§ Objective: Could you extract the items below, starting at the line that contains "Where can you spot the vanity" and ending at the line that contains "Where can you spot the cabinet door", with both of those lines included? Reproduce every line in that range word for word and nothing outside it.

§ Point annotation dataset records:
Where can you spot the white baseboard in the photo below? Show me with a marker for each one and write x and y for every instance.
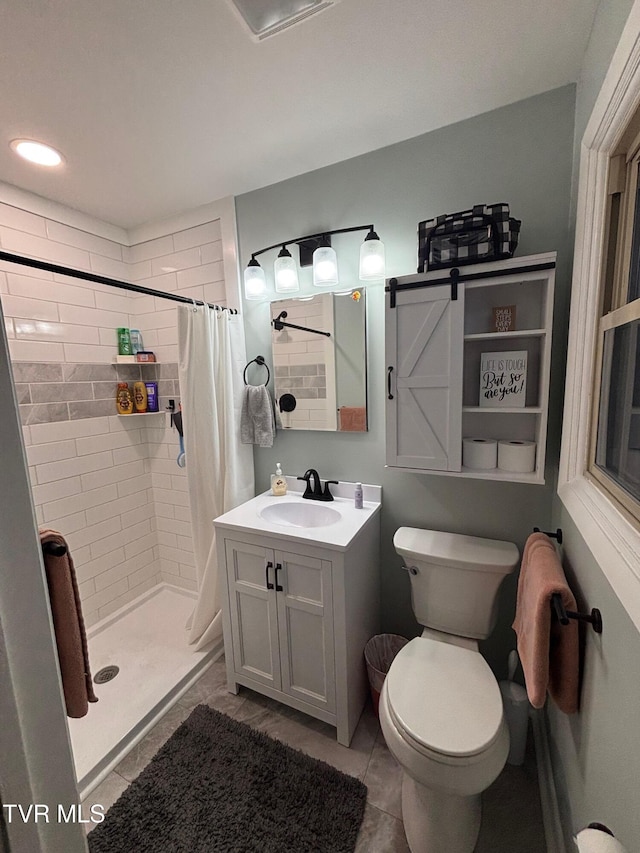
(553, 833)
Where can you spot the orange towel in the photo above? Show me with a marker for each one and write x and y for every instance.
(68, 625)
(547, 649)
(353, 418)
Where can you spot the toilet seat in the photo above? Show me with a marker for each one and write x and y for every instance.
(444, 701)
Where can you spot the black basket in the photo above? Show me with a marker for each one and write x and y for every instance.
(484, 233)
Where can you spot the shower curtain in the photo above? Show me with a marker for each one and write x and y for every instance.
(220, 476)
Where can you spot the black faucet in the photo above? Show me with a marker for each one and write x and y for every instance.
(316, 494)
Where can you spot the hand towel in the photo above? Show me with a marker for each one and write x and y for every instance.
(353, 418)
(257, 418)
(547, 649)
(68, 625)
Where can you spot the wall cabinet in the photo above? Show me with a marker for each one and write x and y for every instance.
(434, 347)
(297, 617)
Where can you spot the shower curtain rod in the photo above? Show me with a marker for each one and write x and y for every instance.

* * *

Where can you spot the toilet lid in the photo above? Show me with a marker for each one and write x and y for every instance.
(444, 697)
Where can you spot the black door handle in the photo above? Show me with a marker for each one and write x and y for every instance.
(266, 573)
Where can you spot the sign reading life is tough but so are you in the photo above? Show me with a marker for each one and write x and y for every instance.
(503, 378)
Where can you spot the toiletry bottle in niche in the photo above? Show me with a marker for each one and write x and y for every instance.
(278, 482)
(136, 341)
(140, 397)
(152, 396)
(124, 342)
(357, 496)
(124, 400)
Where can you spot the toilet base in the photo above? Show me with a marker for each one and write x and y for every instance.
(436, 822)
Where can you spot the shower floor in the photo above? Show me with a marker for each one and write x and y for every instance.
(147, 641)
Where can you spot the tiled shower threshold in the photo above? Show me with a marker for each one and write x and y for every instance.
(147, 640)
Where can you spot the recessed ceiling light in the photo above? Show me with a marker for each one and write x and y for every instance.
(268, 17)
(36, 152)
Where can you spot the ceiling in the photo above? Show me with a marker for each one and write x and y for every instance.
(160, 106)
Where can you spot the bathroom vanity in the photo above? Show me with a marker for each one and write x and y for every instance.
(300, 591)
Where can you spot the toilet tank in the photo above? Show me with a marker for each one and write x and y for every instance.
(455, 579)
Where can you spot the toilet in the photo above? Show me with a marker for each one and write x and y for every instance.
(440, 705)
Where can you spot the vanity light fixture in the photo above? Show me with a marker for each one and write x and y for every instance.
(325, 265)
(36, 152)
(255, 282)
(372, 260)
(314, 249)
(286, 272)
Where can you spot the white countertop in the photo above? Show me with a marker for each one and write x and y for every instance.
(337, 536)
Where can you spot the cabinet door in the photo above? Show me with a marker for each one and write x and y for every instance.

* * *

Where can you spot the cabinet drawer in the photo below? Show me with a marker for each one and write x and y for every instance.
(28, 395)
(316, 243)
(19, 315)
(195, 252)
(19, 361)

§ In response:
Where can you spot the vanity light fixture in the photo above? Show me with a marker for each one and write x and y for every instance.
(325, 265)
(36, 152)
(255, 282)
(372, 260)
(314, 249)
(286, 272)
Where can you spot the white countertop in the photo above? Show me with a marker for each one and write x and y for every instance.
(337, 536)
Where can you spot the cabinet door in the photo above? Show me with a marker for each one and write x and y for every instance.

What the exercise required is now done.